## TASK OBJECTIVE
Find each line in the material below that contains the word "turbine" and copy those lines.

[Labeled contour entries]
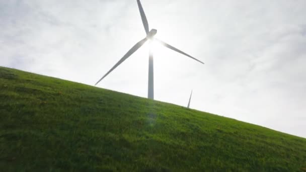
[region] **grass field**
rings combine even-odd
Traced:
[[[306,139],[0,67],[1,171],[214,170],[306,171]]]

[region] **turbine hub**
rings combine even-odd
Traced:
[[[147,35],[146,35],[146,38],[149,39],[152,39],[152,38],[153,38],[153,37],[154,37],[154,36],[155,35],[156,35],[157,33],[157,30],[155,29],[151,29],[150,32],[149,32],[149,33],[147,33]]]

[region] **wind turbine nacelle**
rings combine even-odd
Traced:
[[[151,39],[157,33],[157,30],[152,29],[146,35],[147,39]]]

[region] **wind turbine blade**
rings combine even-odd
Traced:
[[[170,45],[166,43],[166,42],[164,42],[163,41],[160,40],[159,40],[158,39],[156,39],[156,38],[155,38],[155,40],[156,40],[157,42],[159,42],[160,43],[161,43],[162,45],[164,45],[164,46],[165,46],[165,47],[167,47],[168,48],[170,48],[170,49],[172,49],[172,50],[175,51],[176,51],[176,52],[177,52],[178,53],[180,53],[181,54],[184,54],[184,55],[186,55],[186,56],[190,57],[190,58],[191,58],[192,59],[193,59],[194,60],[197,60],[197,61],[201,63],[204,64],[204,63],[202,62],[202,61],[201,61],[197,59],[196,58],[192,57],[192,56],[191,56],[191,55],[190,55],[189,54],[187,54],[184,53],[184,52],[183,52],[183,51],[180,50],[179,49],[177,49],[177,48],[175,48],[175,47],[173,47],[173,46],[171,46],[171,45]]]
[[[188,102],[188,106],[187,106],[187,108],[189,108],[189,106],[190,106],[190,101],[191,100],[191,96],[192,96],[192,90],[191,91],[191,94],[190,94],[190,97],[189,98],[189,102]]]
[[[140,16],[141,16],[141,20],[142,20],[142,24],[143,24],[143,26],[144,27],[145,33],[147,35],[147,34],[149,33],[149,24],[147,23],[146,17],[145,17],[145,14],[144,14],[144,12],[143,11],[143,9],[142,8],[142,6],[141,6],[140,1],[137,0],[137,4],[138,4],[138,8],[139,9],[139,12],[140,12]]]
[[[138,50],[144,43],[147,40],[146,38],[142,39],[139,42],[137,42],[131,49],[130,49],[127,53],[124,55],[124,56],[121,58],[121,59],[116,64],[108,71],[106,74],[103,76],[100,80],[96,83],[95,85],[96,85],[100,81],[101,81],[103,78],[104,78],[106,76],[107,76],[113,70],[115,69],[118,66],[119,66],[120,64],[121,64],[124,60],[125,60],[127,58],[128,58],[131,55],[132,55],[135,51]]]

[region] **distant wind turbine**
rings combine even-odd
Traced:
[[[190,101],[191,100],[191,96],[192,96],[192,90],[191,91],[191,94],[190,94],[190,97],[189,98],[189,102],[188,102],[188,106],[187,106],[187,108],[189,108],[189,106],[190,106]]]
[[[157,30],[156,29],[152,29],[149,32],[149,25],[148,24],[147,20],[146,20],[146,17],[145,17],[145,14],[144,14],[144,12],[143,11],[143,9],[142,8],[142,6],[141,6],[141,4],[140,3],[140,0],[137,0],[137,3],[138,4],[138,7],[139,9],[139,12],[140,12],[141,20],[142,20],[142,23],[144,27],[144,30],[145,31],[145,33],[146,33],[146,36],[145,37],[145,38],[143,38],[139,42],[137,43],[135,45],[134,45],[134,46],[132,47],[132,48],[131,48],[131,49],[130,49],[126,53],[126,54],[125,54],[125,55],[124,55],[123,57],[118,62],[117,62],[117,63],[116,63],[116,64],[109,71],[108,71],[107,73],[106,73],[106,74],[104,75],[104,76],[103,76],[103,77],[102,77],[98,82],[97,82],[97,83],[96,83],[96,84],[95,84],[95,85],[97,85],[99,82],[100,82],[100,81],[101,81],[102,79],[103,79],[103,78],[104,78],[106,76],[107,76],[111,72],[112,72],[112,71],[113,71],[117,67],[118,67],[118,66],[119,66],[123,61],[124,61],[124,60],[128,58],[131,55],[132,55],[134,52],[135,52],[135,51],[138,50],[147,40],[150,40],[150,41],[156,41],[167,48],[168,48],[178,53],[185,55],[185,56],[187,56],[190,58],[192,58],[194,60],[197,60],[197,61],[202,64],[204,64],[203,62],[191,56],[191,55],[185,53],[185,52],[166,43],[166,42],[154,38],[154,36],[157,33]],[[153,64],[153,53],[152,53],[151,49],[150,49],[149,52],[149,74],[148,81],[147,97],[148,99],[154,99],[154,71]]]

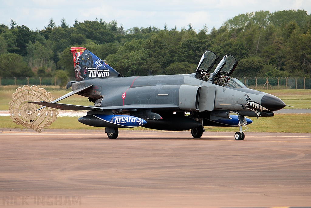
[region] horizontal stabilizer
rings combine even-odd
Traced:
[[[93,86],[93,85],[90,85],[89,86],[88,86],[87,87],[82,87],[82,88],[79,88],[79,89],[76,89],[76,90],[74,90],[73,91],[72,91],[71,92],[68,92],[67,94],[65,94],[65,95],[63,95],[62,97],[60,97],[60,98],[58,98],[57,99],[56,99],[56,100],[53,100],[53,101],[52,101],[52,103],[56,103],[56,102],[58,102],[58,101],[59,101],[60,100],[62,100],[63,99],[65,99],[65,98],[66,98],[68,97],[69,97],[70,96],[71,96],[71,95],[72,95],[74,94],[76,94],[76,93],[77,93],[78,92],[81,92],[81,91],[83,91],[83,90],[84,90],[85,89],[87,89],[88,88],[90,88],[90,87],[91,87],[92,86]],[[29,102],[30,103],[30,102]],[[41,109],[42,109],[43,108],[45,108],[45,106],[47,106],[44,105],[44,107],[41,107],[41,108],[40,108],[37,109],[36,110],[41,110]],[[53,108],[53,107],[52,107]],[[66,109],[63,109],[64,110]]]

## OUTPUT FOR THIS EXERCISE
[region] **turbine hub**
[region] **wind turbine nacelle**
[region] **wind turbine blade**
[region] **distant wind turbine**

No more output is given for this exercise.